Provided records:
----------------

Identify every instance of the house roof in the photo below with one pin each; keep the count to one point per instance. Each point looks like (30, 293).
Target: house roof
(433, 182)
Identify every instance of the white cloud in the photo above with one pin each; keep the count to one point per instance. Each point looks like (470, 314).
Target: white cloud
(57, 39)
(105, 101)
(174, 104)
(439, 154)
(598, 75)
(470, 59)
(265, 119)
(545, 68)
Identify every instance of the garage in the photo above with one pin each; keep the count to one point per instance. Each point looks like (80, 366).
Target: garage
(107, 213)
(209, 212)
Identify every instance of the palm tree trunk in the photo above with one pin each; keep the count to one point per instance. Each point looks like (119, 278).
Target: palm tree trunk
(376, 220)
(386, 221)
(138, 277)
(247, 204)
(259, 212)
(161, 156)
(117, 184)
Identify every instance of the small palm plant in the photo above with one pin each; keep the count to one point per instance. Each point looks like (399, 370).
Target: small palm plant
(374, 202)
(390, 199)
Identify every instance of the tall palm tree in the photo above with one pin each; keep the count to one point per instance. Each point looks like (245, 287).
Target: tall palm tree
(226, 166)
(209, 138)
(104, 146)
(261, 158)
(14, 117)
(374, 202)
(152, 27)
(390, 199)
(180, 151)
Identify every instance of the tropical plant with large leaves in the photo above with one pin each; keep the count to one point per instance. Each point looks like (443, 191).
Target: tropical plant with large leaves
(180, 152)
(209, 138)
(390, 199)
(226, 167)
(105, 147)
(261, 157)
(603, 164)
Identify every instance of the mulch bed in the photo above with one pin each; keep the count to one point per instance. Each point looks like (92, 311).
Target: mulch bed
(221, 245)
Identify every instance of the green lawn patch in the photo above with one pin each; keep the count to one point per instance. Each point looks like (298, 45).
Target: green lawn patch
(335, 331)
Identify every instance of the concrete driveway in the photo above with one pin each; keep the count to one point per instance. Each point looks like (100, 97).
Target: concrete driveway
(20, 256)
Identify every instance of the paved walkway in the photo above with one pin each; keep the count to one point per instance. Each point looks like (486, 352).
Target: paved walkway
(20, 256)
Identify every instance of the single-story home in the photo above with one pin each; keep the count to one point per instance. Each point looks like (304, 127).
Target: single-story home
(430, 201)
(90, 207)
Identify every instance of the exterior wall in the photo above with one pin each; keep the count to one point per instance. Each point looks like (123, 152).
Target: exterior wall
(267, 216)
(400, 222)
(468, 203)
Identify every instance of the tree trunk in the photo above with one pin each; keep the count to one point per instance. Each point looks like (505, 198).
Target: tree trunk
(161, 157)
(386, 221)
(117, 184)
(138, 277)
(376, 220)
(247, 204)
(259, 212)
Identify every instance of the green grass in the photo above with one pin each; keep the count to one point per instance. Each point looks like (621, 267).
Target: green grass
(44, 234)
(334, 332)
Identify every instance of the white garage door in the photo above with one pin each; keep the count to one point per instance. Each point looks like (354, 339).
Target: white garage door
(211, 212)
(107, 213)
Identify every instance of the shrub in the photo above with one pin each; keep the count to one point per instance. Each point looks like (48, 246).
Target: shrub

----------------

Instructions for the task:
Write the data out again in full. Match it word for word.

Expected output:
Identify every instance of the house roof in the photo below with one pin each; keep the count to one point per instance. Each point looks like (30, 293).
Target: house roof
(433, 182)
Identify every instance of the white cloud in the photo above with one pin each; keep the count to one point per instance. Each point looks like (470, 314).
Target: white cloud
(57, 39)
(105, 101)
(174, 104)
(439, 154)
(598, 75)
(470, 59)
(265, 119)
(545, 68)
Identify every instance of the garage in the photo above with one pin each; keep the count to one point per instance. Each point looks like (80, 366).
Target: garage
(107, 213)
(209, 212)
Identify every instance of the palm tree trunk in the photo above with one pin each; keep the count to one point per instance. Each point looks like (119, 278).
Target: palm tree trunk
(376, 220)
(386, 221)
(138, 277)
(247, 204)
(259, 212)
(161, 156)
(117, 184)
Identify every instance of the small palm plant in the photo above with one pin each; keep the count to one point per instance. Each point looks like (399, 370).
Target: small palm plant
(374, 202)
(390, 199)
Identify every instance of the tall palm tree in the photo above with one pin each; keep the count to one point per instance. Each point looks like (245, 287).
Target: tall palm tree
(226, 166)
(209, 138)
(104, 146)
(261, 158)
(14, 117)
(374, 202)
(152, 27)
(390, 199)
(180, 151)
Identify every instance of the tropical plant with large leaves in the photo above with one pin each; keep the count to one point per instance. Each point looks like (443, 191).
Target: tropical plant with large leaves
(180, 152)
(209, 138)
(390, 199)
(226, 167)
(105, 147)
(261, 157)
(603, 164)
Identify every instance of the mulch bed in the photo above with one pin each; keep the count to one point per instance. Each point looks like (92, 311).
Target: mulch bed
(221, 245)
Identify every instance of the green lawn patch in the photo above with one pin each; keep the count to one point per instance. Each point looks like (298, 45).
Target: green lawn patch
(335, 331)
Identify every instance of the concrete driveway in the photo above with one pin each; keep the count to one point per instance. Each point looks like (100, 97).
Target: concrete driveway
(20, 256)
Identify every instance of the paved walkway in the photo above with one pin each; keep the count to one point per instance. Each point looks like (486, 352).
Target: paved walkway
(20, 256)
Identify every instance of the single-story home in the photo above with one pin each; keep the count to one point per instance. Each point looks like (304, 127).
Target: single-story home
(430, 201)
(90, 207)
Identify every instance of the exterior wall in the photo above with one pin each; keep the count to one point per instance. Each point looks like (123, 152).
Target: exterior wall
(267, 216)
(400, 222)
(468, 203)
Identify every instance of the tree trunk in the photo above with one pin each; keep the count to one point per instance. Each point looks like (505, 198).
Target: tree trunk
(161, 157)
(386, 221)
(117, 184)
(138, 277)
(376, 220)
(247, 204)
(259, 212)
Identify every instance of the green grass in the photo above with one pin each; keep the count to one point per instance. Each point looks like (621, 267).
Target: green grass
(44, 234)
(334, 332)
Identify every instance of the white garage door in the photo above with one pin each; keep the count to one point per instance. Each point looks like (354, 339).
Target: white garage door
(211, 212)
(107, 213)
Identify every instance of the shrub in the photo above with one pin each; keep the count to one point per instance. Each point looks like (48, 246).
Target: shrub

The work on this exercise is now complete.